*SOURCE DOCUMENT*.
Legendary West Indies fast bowler Andy Roberts made his first, of what will be several trips to Jamaica recently to assess that country’s preparations and needs for the Stanford 20/20 Tournament, scheduled for Summer 2006.
While in Jamaica, Roberts met with the members of the Jamaica Cricket Association (JCA) Cricket and Coaching Directorate including JCA President Jackie Hendricks and Brian Breese, JCA Cricket Operations Officer, and visited six playing facilities with JCA National Coach Director Jeffrey Dujon.
The Jamaica Carib Beer Squad, which was preparing for its first two matches against the Leewards and Windwards during Roberts’ visit also had the opportunity to hear from Roberts when he gave players a motivational talk in anticipation of their upcoming competition.

*TASKS TO PERFORM*.
**1.** Decide whether each statement below agrees with the report on Andy Roberts' visit to Jamaica. Answer yes or no for each and quote the deciding words.
(a) Roberts toured six playing facilities with Jeffrey Dujon.
(b) The Stanford 20/20 Tournament was scheduled for Summer 2005.
(c) Brian Breese served as JCA President.
**2.** List every person named in the report on Andy Roberts' visit to Jamaica, with the role the report gives each one.

*SUPPLIED INFORMATION*.
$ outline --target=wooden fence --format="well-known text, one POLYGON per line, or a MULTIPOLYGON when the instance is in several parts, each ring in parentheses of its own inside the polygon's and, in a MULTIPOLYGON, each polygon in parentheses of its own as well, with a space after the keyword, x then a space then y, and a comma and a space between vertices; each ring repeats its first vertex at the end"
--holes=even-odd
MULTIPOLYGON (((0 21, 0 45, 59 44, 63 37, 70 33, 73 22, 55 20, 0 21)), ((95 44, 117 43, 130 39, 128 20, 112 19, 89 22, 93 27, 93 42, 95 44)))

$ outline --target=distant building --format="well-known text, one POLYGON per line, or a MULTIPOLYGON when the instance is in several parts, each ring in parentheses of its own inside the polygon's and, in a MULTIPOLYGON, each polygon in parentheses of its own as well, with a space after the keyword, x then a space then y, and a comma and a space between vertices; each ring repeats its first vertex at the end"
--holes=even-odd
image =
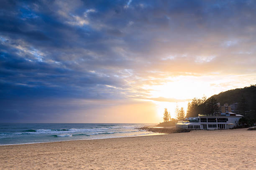
POLYGON ((231 108, 231 112, 235 113, 238 113, 238 110, 237 110, 238 107, 238 103, 235 103, 230 105, 230 106, 231 108))
POLYGON ((199 114, 197 117, 189 118, 185 120, 178 121, 176 127, 193 130, 228 129, 233 128, 243 117, 242 115, 232 112, 225 113, 225 115, 224 113, 222 113, 220 115, 199 114))

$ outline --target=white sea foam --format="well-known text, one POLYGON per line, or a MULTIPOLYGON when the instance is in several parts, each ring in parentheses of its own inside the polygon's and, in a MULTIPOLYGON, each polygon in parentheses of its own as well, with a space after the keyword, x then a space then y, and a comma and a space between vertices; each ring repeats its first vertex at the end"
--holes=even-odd
POLYGON ((72 134, 61 134, 57 135, 57 137, 71 137, 72 134))

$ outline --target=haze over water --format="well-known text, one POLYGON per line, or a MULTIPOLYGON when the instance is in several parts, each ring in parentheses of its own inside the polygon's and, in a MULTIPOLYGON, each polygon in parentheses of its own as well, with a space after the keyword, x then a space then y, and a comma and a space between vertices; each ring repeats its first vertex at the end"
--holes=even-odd
POLYGON ((256 3, 1 0, 0 122, 159 123, 256 84, 256 3))
POLYGON ((0 124, 0 145, 158 135, 136 129, 154 124, 0 124))

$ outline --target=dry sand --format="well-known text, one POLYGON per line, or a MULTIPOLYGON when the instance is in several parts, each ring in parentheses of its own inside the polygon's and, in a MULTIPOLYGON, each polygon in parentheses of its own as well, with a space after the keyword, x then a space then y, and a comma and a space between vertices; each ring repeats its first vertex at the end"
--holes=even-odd
POLYGON ((0 146, 0 169, 256 170, 256 131, 0 146))

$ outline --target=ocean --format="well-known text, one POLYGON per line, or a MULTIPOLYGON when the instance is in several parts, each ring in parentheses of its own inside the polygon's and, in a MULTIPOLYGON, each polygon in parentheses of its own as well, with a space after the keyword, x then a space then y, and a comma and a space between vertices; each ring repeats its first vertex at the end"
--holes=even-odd
POLYGON ((0 124, 0 145, 105 139, 159 134, 137 129, 154 124, 0 124))

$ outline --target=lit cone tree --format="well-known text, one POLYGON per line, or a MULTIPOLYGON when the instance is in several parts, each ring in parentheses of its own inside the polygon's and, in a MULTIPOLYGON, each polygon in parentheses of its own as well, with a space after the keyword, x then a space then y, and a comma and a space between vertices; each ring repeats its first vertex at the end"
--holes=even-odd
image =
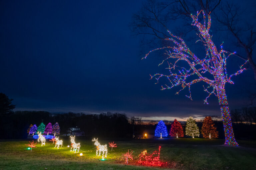
POLYGON ((44 123, 42 123, 40 124, 38 127, 37 128, 37 131, 36 131, 37 133, 39 133, 41 132, 41 134, 44 133, 44 129, 45 128, 45 125, 44 124, 44 123))
MULTIPOLYGON (((246 70, 243 66, 248 61, 240 66, 236 72, 228 74, 226 68, 227 59, 235 52, 230 53, 224 50, 222 44, 217 48, 213 42, 212 40, 212 36, 209 33, 211 23, 210 13, 209 13, 208 16, 206 16, 204 12, 201 10, 198 12, 196 15, 191 15, 193 20, 191 25, 196 27, 198 32, 197 35, 198 36, 198 40, 196 42, 201 42, 205 49, 204 58, 198 57, 192 52, 183 39, 173 35, 167 30, 169 36, 164 40, 169 42, 170 45, 150 51, 143 58, 146 58, 154 51, 165 50, 167 57, 159 65, 166 63, 168 73, 150 75, 151 79, 156 79, 157 83, 160 78, 167 79, 169 82, 162 86, 162 90, 179 86, 181 88, 176 93, 178 94, 181 91, 187 88, 189 94, 186 96, 192 100, 191 85, 199 82, 204 82, 206 85, 203 86, 204 90, 208 94, 204 101, 204 103, 208 104, 207 99, 212 95, 215 95, 218 98, 225 131, 225 144, 238 145, 234 135, 225 85, 226 83, 234 84, 231 78, 246 70), (200 15, 201 17, 199 17, 200 15), (207 17, 208 19, 206 18, 207 17)), ((158 34, 153 29, 153 31, 154 35, 158 34)))
POLYGON ((156 126, 155 130, 155 136, 156 137, 167 137, 168 132, 166 126, 163 121, 160 121, 156 126), (162 134, 161 134, 162 133, 162 134))
POLYGON ((54 134, 54 135, 55 134, 60 134, 60 130, 59 124, 58 123, 58 122, 56 122, 52 127, 52 133, 54 134))
POLYGON ((47 135, 49 134, 49 133, 51 133, 52 132, 52 124, 51 123, 49 123, 48 124, 47 124, 47 125, 46 125, 46 127, 45 127, 45 129, 44 129, 44 133, 45 134, 47 134, 47 135))
POLYGON ((195 136, 199 136, 200 134, 199 128, 196 124, 196 121, 191 116, 187 120, 185 130, 186 135, 192 136, 193 138, 195 136))
POLYGON ((29 132, 30 131, 30 129, 33 126, 33 125, 32 125, 32 124, 29 126, 29 128, 28 128, 28 130, 27 130, 28 133, 30 134, 29 132))
POLYGON ((202 127, 202 134, 205 138, 217 138, 219 137, 218 132, 210 116, 205 117, 202 127))
POLYGON ((171 137, 182 137, 184 136, 182 127, 180 123, 175 119, 172 124, 169 134, 171 137))
POLYGON ((30 129, 29 130, 29 134, 35 134, 36 133, 36 132, 37 131, 37 127, 36 125, 35 124, 33 125, 33 126, 32 126, 31 128, 30 128, 30 129))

*TASK-BY-TASK RESULTS*.
**1.**
(a) Yes: "visited six playing facilities with JCA National Coach Director Jeffrey Dujon"
(b) No: "scheduled for Summer 2006"
(c) No: "JCA President Jackie Hendricks and Brian Breese, JCA Cricket Operations Officer"

**2.**
- Andy Roberts: legendary West Indies fast bowler
- Jackie Hendricks: JCA President
- Brian Breese: JCA Cricket Operations Officer
- Jeffrey Dujon: JCA National Coach Director